WHAT YOU NEED TO DO:
Please reproduce each line of the data below exactly as shown.
==================================================
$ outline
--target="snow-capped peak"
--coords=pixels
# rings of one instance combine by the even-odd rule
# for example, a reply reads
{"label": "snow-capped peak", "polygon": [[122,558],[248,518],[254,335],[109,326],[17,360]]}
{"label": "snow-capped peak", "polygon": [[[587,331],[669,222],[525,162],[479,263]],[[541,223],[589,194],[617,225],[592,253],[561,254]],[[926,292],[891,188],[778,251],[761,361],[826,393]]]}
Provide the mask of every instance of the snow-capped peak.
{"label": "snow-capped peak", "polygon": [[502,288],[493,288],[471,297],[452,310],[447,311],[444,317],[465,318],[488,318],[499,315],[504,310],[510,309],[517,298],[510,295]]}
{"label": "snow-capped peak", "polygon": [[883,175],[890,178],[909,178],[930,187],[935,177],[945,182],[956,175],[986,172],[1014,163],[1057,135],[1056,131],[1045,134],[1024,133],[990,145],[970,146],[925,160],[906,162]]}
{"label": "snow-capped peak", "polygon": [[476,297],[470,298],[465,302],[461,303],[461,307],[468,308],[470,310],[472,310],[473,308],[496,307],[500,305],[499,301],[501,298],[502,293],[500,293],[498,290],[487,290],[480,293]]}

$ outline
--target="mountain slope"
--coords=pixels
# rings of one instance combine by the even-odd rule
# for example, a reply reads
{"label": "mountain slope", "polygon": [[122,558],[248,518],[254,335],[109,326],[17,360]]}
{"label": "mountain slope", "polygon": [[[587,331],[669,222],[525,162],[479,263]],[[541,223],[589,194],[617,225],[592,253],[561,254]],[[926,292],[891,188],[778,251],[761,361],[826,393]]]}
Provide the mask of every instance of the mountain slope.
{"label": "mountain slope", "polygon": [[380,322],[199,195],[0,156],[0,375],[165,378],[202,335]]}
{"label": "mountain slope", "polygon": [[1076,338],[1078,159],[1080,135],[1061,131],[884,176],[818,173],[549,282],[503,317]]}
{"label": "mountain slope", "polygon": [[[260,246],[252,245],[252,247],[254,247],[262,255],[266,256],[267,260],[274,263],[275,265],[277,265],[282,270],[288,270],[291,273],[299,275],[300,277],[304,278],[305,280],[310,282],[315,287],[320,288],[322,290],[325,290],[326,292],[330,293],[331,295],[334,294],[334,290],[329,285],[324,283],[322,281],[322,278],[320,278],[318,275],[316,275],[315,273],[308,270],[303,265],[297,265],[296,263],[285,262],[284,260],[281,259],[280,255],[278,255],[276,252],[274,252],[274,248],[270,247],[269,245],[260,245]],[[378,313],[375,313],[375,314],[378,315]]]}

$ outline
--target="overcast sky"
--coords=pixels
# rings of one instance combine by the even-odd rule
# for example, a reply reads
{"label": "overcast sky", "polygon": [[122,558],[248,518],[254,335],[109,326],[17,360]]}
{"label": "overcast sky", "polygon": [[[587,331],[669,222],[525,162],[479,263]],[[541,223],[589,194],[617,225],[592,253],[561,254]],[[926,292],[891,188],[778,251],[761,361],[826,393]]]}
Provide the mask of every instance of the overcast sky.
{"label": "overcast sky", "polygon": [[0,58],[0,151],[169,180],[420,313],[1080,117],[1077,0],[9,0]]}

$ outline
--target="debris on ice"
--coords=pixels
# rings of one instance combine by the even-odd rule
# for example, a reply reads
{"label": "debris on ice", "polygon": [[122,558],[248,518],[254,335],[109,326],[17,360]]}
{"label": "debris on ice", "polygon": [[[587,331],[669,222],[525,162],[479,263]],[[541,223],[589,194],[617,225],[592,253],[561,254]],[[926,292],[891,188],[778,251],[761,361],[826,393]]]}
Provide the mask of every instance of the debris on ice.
==================================================
YOUR SOLUTION:
$ outline
--target="snow-capped peak"
--coords=pixels
# rings of one instance combine by the even-odd rule
# for example, a reply reads
{"label": "snow-capped peak", "polygon": [[122,558],[248,518],[254,335],[109,326],[17,360]]}
{"label": "snow-capped peak", "polygon": [[[587,331],[669,222],[525,162],[479,263]],[[541,223],[589,194],[617,225],[592,253],[561,254]],[[926,292],[891,188],[778,251],[761,361],[826,393]]]}
Provide the mask of every instance of the snow-capped peak.
{"label": "snow-capped peak", "polygon": [[502,288],[493,288],[471,297],[452,310],[447,311],[444,317],[465,318],[488,318],[499,315],[504,310],[510,309],[517,298],[510,295]]}
{"label": "snow-capped peak", "polygon": [[883,175],[890,178],[909,178],[930,187],[935,177],[945,182],[956,175],[986,172],[1014,163],[1057,135],[1056,131],[1045,134],[1024,133],[990,145],[970,146],[925,160],[906,162]]}
{"label": "snow-capped peak", "polygon": [[476,297],[470,298],[465,302],[461,303],[461,307],[468,308],[470,310],[472,310],[473,308],[496,307],[500,305],[499,301],[501,298],[502,293],[500,293],[498,290],[487,290],[480,293]]}

$ outline
--target="mountain slope"
--coords=pixels
# rings of one instance combine by the even-odd rule
# for example, a reply reads
{"label": "mountain slope", "polygon": [[122,558],[248,518],[254,335],[109,326],[17,360]]}
{"label": "mountain slope", "polygon": [[[587,331],[669,222],[525,162],[479,263]],[[541,223],[589,194],[617,225],[592,253],[561,254]],[[926,292],[891,188],[778,251],[761,361],[826,393]]]}
Provide the mask of every instance of the mountain slope.
{"label": "mountain slope", "polygon": [[380,322],[199,195],[0,156],[0,375],[165,378],[202,335]]}
{"label": "mountain slope", "polygon": [[1076,338],[1078,159],[1080,135],[1061,131],[884,176],[818,173],[549,282],[503,317]]}
{"label": "mountain slope", "polygon": [[[260,246],[252,245],[252,247],[254,247],[262,255],[266,256],[267,260],[274,263],[275,265],[277,265],[282,270],[288,270],[291,273],[299,275],[300,277],[304,278],[305,280],[310,282],[315,287],[320,288],[322,290],[325,290],[326,292],[330,293],[331,295],[334,294],[334,290],[329,285],[324,283],[322,281],[322,278],[320,278],[318,275],[316,275],[315,273],[308,270],[303,265],[297,265],[296,263],[285,262],[284,260],[281,259],[280,255],[278,255],[276,252],[274,252],[274,248],[270,247],[269,245],[260,245]],[[378,313],[375,313],[375,314],[378,315]]]}

$ outline
--target="overcast sky"
--coords=pixels
# rings of one instance combine by the even-odd rule
# for example, a reply reads
{"label": "overcast sky", "polygon": [[122,558],[248,518],[254,335],[109,326],[17,360]]}
{"label": "overcast sky", "polygon": [[[587,331],[669,222],[525,162],[479,263]],[[541,223],[589,194],[617,225],[592,253],[561,254]],[[926,292],[891,188],[778,251],[761,361],[826,393]]]}
Provide the mask of every instance of the overcast sky.
{"label": "overcast sky", "polygon": [[0,58],[0,151],[169,180],[420,313],[1080,117],[1077,0],[9,0]]}

$ outline
--target="debris on ice"
--coords=pixels
# rings of one instance combine by the even-odd rule
# for example, a reply reads
{"label": "debris on ice", "polygon": [[122,558],[248,518],[254,335],[109,326],[17,360]]}
{"label": "debris on ice", "polygon": [[[587,331],[669,222],[525,162],[479,263]],[[541,223],[589,194],[617,225],[592,253],[561,254]],[[926,292],[891,188],[778,251],[761,361],[826,393]]]}
Provide the mask of every instance of the debris on ice.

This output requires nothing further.